[Job] Locate each line in the listing below that contains the word "helmet", and copy those lines out in full.

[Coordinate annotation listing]
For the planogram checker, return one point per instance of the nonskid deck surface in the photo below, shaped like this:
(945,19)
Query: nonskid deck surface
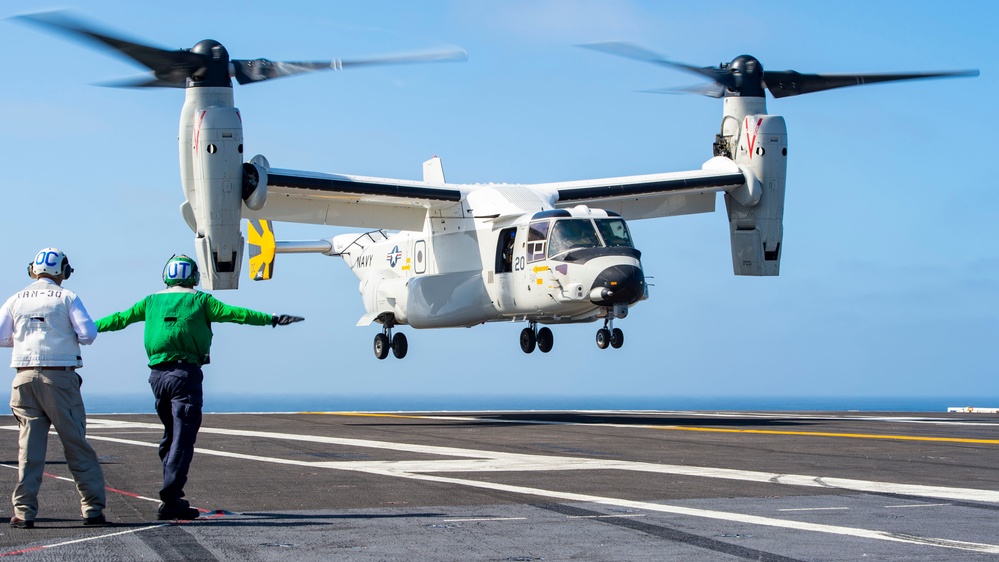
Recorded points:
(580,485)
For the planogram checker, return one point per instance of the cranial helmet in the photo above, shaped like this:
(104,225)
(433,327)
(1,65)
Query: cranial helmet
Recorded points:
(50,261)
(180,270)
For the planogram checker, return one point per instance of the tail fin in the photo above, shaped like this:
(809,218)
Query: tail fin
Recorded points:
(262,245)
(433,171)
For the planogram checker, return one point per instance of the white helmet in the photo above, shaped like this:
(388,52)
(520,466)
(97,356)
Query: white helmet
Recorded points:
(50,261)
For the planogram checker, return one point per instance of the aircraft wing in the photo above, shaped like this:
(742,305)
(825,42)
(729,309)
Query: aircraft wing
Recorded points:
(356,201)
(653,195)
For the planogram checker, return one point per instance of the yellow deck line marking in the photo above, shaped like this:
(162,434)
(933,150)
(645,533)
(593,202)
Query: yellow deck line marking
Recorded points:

--

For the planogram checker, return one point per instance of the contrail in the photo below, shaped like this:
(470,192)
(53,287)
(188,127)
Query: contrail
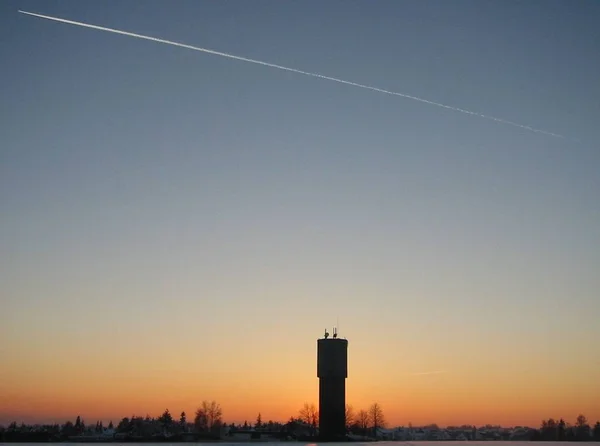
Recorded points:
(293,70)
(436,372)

[Solution]
For the planogram checker, return one point per instance of the cranial helmet in the photo above, shaped like this:
Query: cranial helmet
For the planogram checker, return one point per instance of the white helmet in the photo above, shaped like this:
Query: white helmet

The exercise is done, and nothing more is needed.